§ **Problem statement**
Count the lines in the data below that contain the string "tree", with case counting, and reply with the number alone.

§ **Task data**

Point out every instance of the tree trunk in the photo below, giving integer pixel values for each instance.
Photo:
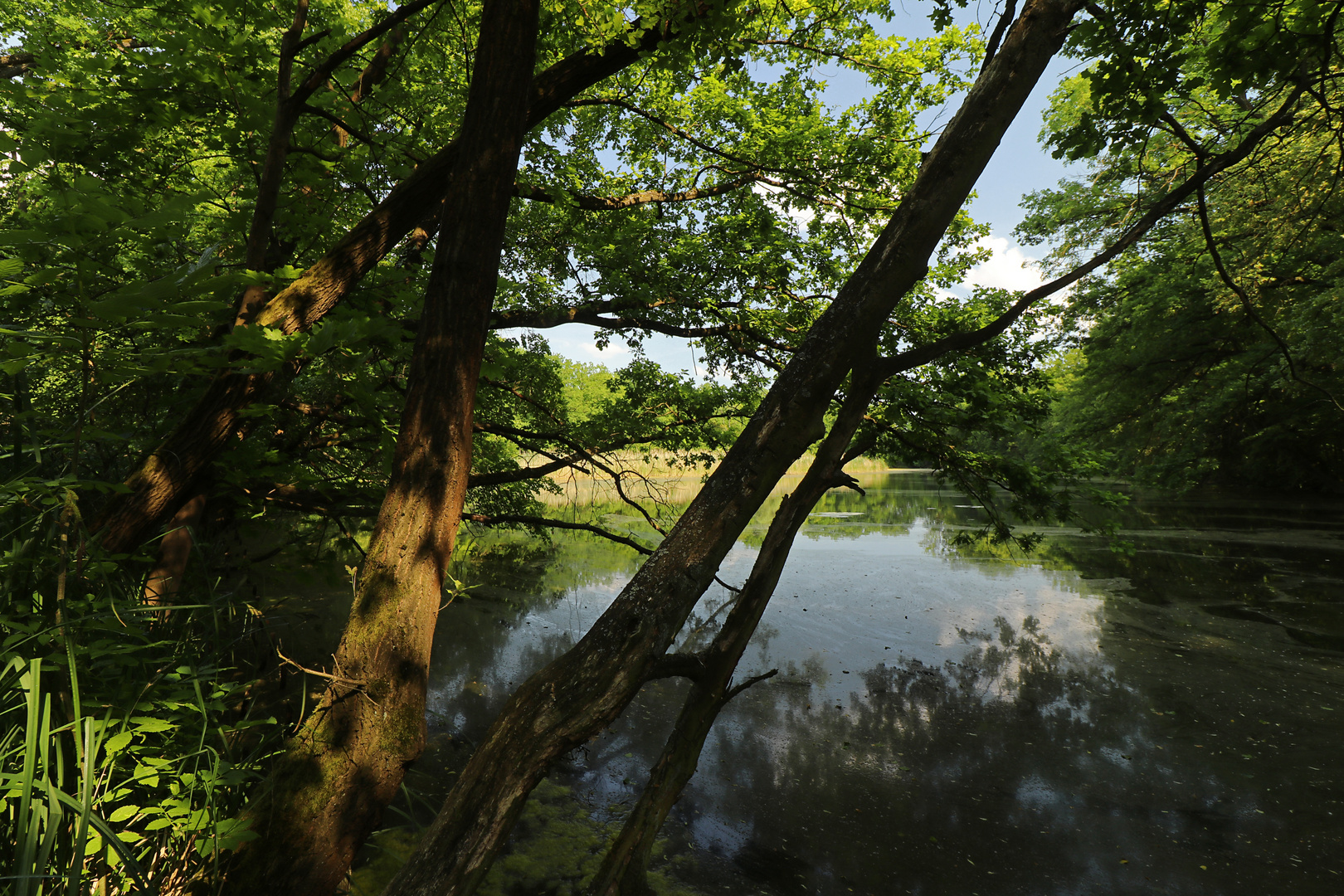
--
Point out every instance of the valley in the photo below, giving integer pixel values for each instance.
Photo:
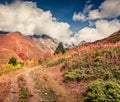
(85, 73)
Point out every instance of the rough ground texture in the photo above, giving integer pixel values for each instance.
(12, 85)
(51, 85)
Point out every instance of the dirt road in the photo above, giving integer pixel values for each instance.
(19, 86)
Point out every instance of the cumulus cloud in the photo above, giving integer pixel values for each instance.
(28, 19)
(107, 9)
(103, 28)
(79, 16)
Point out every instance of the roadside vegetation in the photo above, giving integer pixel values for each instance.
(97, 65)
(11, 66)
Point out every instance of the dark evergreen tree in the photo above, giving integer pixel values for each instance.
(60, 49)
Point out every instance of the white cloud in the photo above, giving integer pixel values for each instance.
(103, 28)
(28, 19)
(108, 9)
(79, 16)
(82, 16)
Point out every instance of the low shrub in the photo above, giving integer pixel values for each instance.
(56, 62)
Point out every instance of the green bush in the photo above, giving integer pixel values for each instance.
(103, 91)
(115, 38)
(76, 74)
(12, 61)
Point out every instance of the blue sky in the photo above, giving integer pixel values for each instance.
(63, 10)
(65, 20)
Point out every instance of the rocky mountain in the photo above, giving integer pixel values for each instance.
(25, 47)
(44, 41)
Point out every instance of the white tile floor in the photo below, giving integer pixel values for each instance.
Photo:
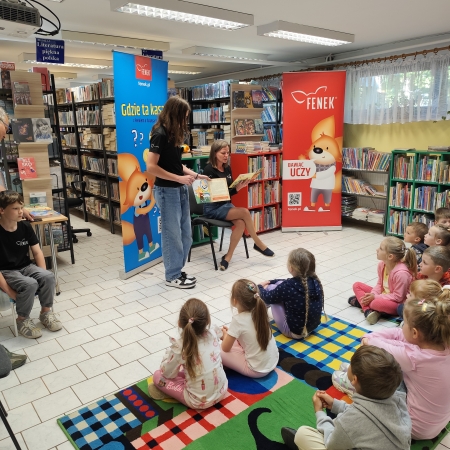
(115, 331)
---
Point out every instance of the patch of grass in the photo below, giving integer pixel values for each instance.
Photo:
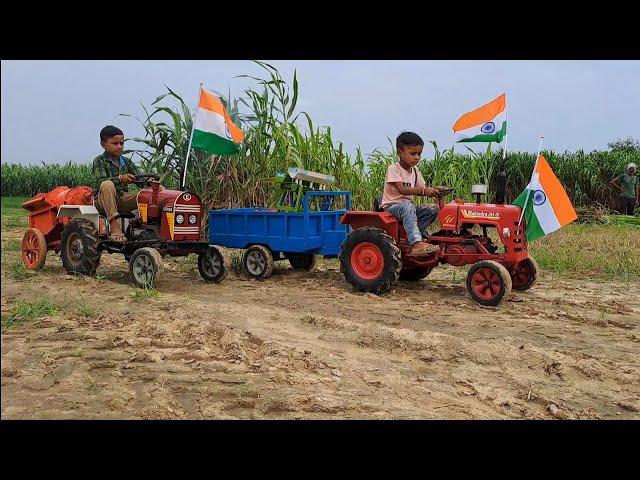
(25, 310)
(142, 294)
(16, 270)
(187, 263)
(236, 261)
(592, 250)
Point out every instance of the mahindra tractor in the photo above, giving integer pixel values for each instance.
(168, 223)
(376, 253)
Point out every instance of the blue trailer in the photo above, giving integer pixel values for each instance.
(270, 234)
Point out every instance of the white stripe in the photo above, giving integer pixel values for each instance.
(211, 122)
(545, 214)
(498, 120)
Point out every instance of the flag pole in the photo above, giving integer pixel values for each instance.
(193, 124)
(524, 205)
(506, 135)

§ **Output**
2